Write out the part of the PostgreSQL note on adding a NOT NULL column between "ALTER TABLE tab ADD" and "to do this)", inclusive, without changing a character.

PAGE TEXT:
········
Adding a new column NOT NULL in postgresql

It is difficult to add a new field in a table in postgresql with NOT NULL. However it is possible (7.3).
This will change in future versions to work without this "hack".
In this example we will add a field "foo" to table "tab". foo is BOOL NOT NULL DEFAULT FALSE.
ALTER TABLE tab ADD COLUMN foo BOOL;
ALTER TABLE tab ALTER COLUMN foo SET DEFAULT false;
SELECT oid,* FROM pg_class WHERE relname = 'tab';
-- We get the value 55555 from oid column
SELECT * FROM pg_attribute WHERE attrelid=55555 AND attname='foo';
-- We verify that it truly is the column we want to change
-- (probably need to be superuser to do this)
········
INFORMATION PROVIDED:
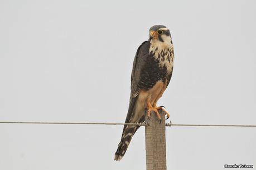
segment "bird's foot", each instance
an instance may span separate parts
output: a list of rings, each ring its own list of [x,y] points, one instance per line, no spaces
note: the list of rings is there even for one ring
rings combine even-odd
[[[164,109],[165,108],[165,107],[163,106],[161,106],[160,107],[156,107],[156,109],[158,111],[158,112],[163,112],[165,113],[165,115],[166,115],[166,119],[168,119],[170,118],[170,114],[168,113]]]
[[[162,119],[161,118],[160,114],[159,114],[158,111],[157,110],[157,108],[153,108],[152,106],[149,106],[148,108],[148,109],[147,109],[147,116],[148,116],[148,119],[150,119],[150,114],[151,113],[151,111],[153,111],[153,112],[154,112],[154,113],[157,116],[157,118],[158,118],[159,121],[160,122],[160,123],[161,123],[161,122],[162,122]]]

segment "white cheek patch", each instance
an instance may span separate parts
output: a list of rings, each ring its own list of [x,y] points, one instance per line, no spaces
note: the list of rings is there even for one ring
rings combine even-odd
[[[168,44],[169,43],[171,44],[171,41],[172,41],[172,39],[171,39],[170,36],[167,36],[165,34],[163,34],[161,36],[161,37],[162,38],[162,39],[163,41],[163,42],[165,44]]]
[[[159,30],[167,31],[168,28],[162,28],[159,29]]]

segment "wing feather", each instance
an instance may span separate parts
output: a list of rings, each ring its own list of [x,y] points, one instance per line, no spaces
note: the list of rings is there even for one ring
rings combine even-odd
[[[129,108],[127,113],[127,116],[125,119],[125,123],[129,123],[130,119],[132,118],[132,113],[136,104],[138,94],[139,93],[141,89],[138,87],[138,84],[139,81],[140,74],[142,68],[146,63],[147,57],[148,55],[149,50],[150,43],[148,41],[144,42],[138,48],[136,54],[135,55],[133,61],[133,69],[131,76],[131,96],[130,102],[129,104]],[[124,126],[124,129],[126,126]]]

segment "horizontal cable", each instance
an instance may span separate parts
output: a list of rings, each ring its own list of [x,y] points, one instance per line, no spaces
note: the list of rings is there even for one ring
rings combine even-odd
[[[103,125],[136,125],[146,126],[146,123],[88,123],[88,122],[0,122],[3,124],[103,124]],[[166,126],[199,126],[199,127],[254,127],[256,125],[243,125],[243,124],[172,124],[170,123],[166,123]]]

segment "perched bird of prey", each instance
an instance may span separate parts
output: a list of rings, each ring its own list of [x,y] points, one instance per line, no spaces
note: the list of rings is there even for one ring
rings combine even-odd
[[[161,122],[160,111],[169,114],[157,101],[169,84],[173,68],[173,46],[169,29],[164,26],[154,26],[149,29],[149,39],[138,48],[133,62],[131,92],[125,123],[144,121],[144,113],[149,117],[151,111]],[[114,159],[120,161],[127,149],[132,138],[139,128],[137,125],[124,125],[121,141]]]

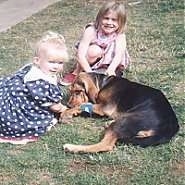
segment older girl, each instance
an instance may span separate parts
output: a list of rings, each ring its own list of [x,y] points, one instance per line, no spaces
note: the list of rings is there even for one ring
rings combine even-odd
[[[126,49],[126,10],[123,4],[105,3],[94,23],[88,24],[77,46],[78,63],[72,73],[64,76],[62,84],[70,84],[76,75],[100,71],[108,75],[122,75],[129,64]]]

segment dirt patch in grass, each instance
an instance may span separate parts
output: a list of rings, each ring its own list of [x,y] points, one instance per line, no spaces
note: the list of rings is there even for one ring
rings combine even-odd
[[[177,162],[172,167],[172,174],[175,176],[181,176],[185,174],[185,161]]]
[[[105,176],[115,176],[124,174],[125,176],[132,175],[132,170],[123,165],[94,165],[86,161],[73,160],[68,166],[69,171],[72,173],[78,173],[82,171],[89,171],[91,173],[99,172]]]

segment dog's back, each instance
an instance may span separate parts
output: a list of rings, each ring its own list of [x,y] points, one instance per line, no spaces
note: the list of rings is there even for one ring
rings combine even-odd
[[[167,142],[178,131],[176,115],[160,90],[112,77],[100,90],[99,97],[108,88],[114,89],[109,103],[116,103],[117,111],[125,113],[122,119],[116,120],[119,124],[112,127],[120,140],[145,147]],[[146,138],[135,137],[141,130],[152,130],[155,134]]]

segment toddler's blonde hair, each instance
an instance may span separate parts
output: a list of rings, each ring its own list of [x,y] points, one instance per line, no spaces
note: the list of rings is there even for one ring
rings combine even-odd
[[[57,49],[61,49],[61,52],[63,53],[63,60],[64,62],[67,62],[68,52],[67,52],[67,47],[65,44],[65,39],[63,35],[53,32],[53,31],[45,32],[43,36],[41,37],[41,39],[37,41],[35,45],[34,56],[39,56],[42,48],[50,44],[56,47]]]

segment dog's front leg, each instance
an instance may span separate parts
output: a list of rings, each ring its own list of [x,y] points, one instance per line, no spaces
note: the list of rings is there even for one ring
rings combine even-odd
[[[100,116],[105,116],[105,113],[102,108],[102,104],[93,104],[93,112]]]

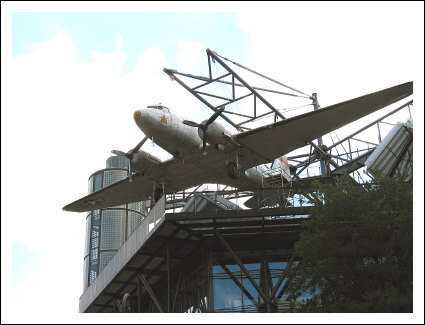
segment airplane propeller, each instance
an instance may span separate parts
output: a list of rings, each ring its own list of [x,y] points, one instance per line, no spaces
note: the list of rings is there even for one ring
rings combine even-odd
[[[129,165],[128,165],[128,180],[131,182],[132,181],[132,177],[133,177],[133,171],[131,170],[132,169],[132,163],[131,163],[131,161],[132,161],[132,159],[133,159],[133,156],[134,156],[134,154],[136,153],[136,152],[138,152],[139,150],[140,150],[140,148],[143,146],[143,144],[146,142],[146,140],[148,139],[148,137],[144,137],[143,139],[142,139],[142,141],[140,141],[133,149],[131,149],[129,152],[127,152],[127,153],[125,153],[125,152],[122,152],[122,151],[120,151],[120,150],[111,150],[111,152],[114,154],[114,155],[117,155],[117,156],[121,156],[121,157],[126,157],[126,158],[128,158],[129,159]]]
[[[203,121],[200,124],[199,123],[196,123],[196,122],[193,122],[193,121],[189,121],[189,120],[183,120],[182,121],[183,124],[186,124],[186,125],[189,125],[189,126],[193,126],[193,127],[197,127],[198,128],[198,134],[202,138],[202,150],[203,151],[205,151],[205,147],[207,145],[207,140],[206,140],[204,134],[207,131],[208,126],[212,122],[214,122],[217,119],[217,117],[220,116],[220,114],[224,111],[224,109],[225,109],[225,106],[224,105],[221,106],[221,108],[218,111],[216,111],[213,115],[211,115],[208,120],[205,120],[205,121]]]

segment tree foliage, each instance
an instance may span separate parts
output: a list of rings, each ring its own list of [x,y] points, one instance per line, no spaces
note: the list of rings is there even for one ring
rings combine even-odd
[[[294,310],[412,312],[412,184],[378,176],[316,187],[290,270]]]

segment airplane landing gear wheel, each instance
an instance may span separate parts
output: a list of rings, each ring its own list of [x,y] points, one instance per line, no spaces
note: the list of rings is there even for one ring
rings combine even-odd
[[[227,175],[231,179],[237,179],[239,177],[239,168],[238,165],[234,162],[230,162],[226,166]]]

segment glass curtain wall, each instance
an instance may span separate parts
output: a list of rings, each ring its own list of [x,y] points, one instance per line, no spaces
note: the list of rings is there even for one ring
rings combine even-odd
[[[88,192],[96,192],[127,177],[128,159],[112,156],[106,161],[106,169],[89,177]],[[93,283],[126,239],[146,216],[145,202],[94,210],[86,218],[86,242],[84,251],[83,288]]]

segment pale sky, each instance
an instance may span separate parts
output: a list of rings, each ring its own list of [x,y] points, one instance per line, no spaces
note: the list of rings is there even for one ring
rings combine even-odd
········
EXERCISE ANSWER:
ALTER TABLE tab ADD COLUMN foo BOOL;
ALTER TABLE tab ALTER COLUMN foo SET DEFAULT false;
SELECT oid,* FROM pg_class WHERE relname = 'tab';
-- We get the value 55555 from oid column
SELECT * FROM pg_attribute WHERE attrelid=55555 AND attname='foo';
-- We verify that it truly is the column we want to change
-- (probably need to be superuser to do this)